■ PROBLEMA ASSEGNATO A
Ricopia dal testo sul santuario nuragico di Santa Cristina il tratto che va da "La parte più" fino a "dei popoli nuragici.".

■ TESTO FORNITO
* * * * * * * * *

Il Santuario Nuragico di Santa Cristina, situato nel comune di Paulilatino, provincia di Oristano, è un sito archeologico significativo nella Sardegna centro-occidentale, sulle pendici meridionali dell’altopiano di Abbasanta. È conosciuto principalmente per due componenti distinti.
La parte più studiata e riconoscibile è il tempio a pozzo, un pozzo sacro risalente all’età nuragica, circondato da varie strutture, tra cui la capanna delle riunioni, un recinto e alcune capanne più piccole. Questo complesso è stato oggetto di attenzione e ricerca per comprendere la spiritualità e le pratiche religiose dei popoli nuragici.
In aggiunta al tempio a pozzo, il sito include un nuraghe monotorre e alcune capanne di pietra di forma allungata, di cui si conosce poco riguardo alla loro datazione precisa. Adiacente a queste strutture è situato un villaggio nuragico, ancora parzialmente sepolto e oggetto di potenziali future indagini archeologiche.
Infine, sebbene di interesse archeologico limitato, il complesso è integrato dall’area devozionale cristiana della chiesa e novenario di Santa Cristina, che aggiunge un elemento contemporaneo al sito, evidenziando la continuità di uso spirituale nel corso dei secoli.

* * * * * * * * *

■ PROBLEMA ASSEGNATO B
Riscrivi per intero, e solo queste, le righe dell'elenco dalla riga che contiene "of the bare", compresa, fino alla fine dell'elenco. Diminuisci di 50 ogni coordinata nelle risposte e lascia invariati tutti gli altri numeri.

* * * * * * * * *

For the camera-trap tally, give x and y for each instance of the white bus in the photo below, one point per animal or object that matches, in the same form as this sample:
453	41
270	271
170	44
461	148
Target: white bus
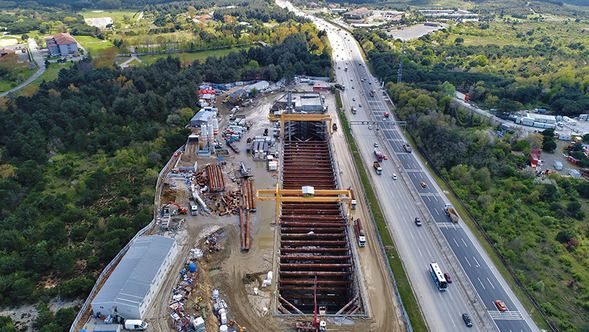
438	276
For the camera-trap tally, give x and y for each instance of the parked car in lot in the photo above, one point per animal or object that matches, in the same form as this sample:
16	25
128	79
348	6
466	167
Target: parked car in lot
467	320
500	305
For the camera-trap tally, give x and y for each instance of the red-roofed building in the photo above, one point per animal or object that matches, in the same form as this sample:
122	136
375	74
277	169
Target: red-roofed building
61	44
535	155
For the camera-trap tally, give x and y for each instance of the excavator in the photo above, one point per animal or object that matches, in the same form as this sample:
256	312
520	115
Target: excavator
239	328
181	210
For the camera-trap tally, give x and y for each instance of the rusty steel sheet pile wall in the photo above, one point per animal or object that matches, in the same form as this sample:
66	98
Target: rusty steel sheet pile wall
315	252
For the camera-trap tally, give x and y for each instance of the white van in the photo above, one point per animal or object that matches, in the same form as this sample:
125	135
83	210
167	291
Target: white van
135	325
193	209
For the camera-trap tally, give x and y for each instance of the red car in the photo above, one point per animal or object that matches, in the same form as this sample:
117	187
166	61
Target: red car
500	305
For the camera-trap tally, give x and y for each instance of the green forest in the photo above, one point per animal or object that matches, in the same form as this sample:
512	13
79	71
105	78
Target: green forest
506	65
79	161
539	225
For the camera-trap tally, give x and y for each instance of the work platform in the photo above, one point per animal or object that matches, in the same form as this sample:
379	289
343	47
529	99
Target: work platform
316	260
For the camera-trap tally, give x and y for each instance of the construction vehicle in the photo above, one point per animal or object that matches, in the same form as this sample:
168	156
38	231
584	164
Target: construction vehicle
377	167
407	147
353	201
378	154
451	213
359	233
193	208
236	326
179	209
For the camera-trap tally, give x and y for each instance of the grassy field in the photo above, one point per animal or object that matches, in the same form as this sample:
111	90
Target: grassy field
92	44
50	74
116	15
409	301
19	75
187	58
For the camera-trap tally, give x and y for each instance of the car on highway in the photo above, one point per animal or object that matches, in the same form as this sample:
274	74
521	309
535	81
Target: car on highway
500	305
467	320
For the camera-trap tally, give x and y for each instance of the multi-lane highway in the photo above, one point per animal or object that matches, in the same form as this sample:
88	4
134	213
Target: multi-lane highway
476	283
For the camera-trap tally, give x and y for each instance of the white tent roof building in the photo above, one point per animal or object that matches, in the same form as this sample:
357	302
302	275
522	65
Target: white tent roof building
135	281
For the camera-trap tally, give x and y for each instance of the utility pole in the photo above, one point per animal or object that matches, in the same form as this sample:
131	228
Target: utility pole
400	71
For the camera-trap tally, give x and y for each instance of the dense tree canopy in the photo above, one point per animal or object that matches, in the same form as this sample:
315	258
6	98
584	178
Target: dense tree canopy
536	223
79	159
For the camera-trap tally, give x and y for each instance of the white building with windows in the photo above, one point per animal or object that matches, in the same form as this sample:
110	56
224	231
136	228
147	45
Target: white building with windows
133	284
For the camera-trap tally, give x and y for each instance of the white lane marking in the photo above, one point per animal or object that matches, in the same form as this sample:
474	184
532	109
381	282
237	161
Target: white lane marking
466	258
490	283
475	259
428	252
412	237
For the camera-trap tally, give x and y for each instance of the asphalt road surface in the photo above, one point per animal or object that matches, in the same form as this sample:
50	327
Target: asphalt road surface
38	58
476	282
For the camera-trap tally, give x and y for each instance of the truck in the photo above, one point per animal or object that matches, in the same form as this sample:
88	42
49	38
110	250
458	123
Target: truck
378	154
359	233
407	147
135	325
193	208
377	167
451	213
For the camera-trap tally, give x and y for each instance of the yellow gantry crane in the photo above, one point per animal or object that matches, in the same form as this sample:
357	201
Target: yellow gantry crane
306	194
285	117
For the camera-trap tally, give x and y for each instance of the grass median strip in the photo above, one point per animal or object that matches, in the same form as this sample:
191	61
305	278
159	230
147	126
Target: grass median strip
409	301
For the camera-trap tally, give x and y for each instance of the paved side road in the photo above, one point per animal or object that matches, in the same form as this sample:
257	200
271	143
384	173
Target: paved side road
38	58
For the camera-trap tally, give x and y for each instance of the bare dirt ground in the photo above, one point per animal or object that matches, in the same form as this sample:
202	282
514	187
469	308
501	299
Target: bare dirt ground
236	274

* * * * * * * * *

■ SOLUZIONE COMPLETA A
La parte più studiata e riconoscibile è il tempio a pozzo, un pozzo sacro risalente all’età nuragica, circondato da varie strutture, tra cui la capanna delle riunioni, un recinto e alcune capanne più piccole. Questo complesso è stato oggetto di attenzione e ricerca per comprendere la spiritualità e le pratiche religiose dei popoli nuragici.

■ SOLUZIONE COMPLETA B
For the camera-trap tally, give x and y for each instance of the bare dirt ground in the photo above, one point per animal or object that matches, in the same form as this sample:
202	282
514	187
469	308
501	299
Target: bare dirt ground
186	224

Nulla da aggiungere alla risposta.